Task
Pick up the passage below about the PD phase-change disc format and continue it from its last sentence.

Excerpt provided Start Marker

The media offers a capacity of 650 MB on a single side. The discs are 120 mm (4.7 inches) in diameter, identical in size to a standard CD or DVD, and are permanently housed within a protective caddy. PD utilizes phase-change recording technology with a red laser and supports approximately 500,000 rewrite cycles.

Matsushita and other manufacturers produced both internal and external PD drives, which were marketed as a novel "dual function" system capable of reading standard CD-ROMs while also operating as a rewritable phase-change drive. In August 1996, Matsushita integrated the technology into its laptop line by releasing the PRONOTE PD, a notebook computer featuring a built-in drive that functioned as both a 650 MB storage device and a 4× CD-ROM reader.

== Technology ==
The underlying technology of the PD format relies on the phase-change properties of chalcogenide alloys, specifically a GeTe-Sb2Te3-Sb active layer. Chalcogenide compounds are particularly suited for this application because their chain-like bonding structures allow them to easily transition between crystalline and amorphous states.

Excerpt provided End Marker
Given records Start Marker

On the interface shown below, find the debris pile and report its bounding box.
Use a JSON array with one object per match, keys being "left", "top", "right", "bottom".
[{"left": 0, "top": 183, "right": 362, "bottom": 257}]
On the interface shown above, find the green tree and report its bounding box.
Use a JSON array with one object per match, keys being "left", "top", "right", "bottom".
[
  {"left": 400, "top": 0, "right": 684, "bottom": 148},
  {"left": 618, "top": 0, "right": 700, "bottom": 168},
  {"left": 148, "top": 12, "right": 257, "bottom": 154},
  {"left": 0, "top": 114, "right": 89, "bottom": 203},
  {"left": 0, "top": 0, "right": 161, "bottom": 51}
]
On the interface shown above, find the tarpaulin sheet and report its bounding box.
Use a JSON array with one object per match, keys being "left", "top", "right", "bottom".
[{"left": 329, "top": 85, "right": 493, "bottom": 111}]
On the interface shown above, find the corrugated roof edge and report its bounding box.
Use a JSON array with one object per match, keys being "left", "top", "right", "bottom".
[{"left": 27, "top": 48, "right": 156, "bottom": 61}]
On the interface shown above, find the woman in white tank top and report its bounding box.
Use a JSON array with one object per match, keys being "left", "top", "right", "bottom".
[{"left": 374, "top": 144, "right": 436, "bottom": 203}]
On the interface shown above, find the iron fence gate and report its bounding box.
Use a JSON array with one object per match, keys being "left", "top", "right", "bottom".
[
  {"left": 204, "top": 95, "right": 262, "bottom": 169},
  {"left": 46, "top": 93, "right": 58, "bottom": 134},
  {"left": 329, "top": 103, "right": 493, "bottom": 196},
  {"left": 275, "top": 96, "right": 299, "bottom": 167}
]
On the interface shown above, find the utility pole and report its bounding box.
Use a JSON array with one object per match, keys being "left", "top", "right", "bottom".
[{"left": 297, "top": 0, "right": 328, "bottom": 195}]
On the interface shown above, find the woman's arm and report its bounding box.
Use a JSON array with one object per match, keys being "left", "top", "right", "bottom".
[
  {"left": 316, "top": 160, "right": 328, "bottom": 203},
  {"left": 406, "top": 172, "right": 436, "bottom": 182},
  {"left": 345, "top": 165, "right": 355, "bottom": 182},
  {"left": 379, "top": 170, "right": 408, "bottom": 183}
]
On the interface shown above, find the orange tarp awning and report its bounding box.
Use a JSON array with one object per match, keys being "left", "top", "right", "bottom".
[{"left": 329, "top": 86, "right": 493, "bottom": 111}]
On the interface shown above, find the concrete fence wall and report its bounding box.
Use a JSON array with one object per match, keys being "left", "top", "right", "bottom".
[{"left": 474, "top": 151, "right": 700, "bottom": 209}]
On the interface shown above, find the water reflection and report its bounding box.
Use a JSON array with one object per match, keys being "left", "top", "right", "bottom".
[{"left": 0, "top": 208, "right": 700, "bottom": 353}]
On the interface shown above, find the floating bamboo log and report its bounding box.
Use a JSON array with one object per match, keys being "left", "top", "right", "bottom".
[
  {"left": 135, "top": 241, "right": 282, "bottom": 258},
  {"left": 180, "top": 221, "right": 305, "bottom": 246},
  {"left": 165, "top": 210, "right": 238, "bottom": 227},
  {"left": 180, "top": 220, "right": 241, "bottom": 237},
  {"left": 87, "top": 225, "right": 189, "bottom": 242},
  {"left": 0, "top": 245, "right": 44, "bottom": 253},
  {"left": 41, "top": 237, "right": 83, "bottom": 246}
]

Given records End Marker

The answer
Data is recorded and read based on the differences in optical properties between these two structural states. When the active layer is in its ordered, crystalline phase, it exhibits high optical reflectivity. To record data, the drive's red laser pulses at a high "write" power, heating targeted areas of the film above their melting point. As the laser moves away, the material cools extremely rapidly at a rate exceeding the critical cooling rate of 3.4 K/ns, quenching the liquid into a disordered, amorphous state. These amorphous marks have lower reflectivity, creating a readable contrast against the crystalline background.

To erase data, the laser operates at a medium "erase" power that heats the amorphous marks above their crystallization temperature but below the melting point. This localized heating allows the atomic structure to reorganize back into the highly reflective crystalline phase. Because the laser power can be modulated rapidly between the write and erase levels during a single pass, the PD format supports direct overwriting without requiring a separate erase cycle.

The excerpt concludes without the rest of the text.